RECORDS PROVIDED:

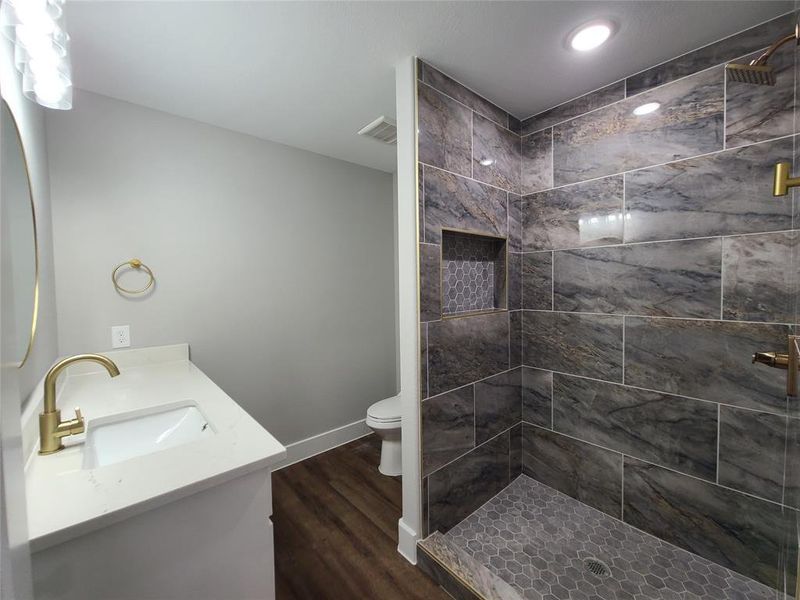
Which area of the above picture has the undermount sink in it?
[83,406,214,469]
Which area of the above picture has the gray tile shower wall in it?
[417,61,524,532]
[519,15,800,587]
[419,14,800,587]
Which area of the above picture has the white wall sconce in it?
[0,0,72,110]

INSTRUCTIONS TO FOLLOW: Convert the material above into a JSON list of strings, one string per line, with blank lines and the picture left out.

WRITTEN ANSWER:
[
  "Which area of the above picture has the undermount sink in it?",
  "[83,406,214,469]",
  "Which area of the above picture has the gray tile shower wall in it?",
  "[417,61,524,532]",
  "[519,15,800,587]",
  "[419,14,800,587]",
  "Which area of the above picture has the white wall sconce in it?",
  "[0,0,72,110]"
]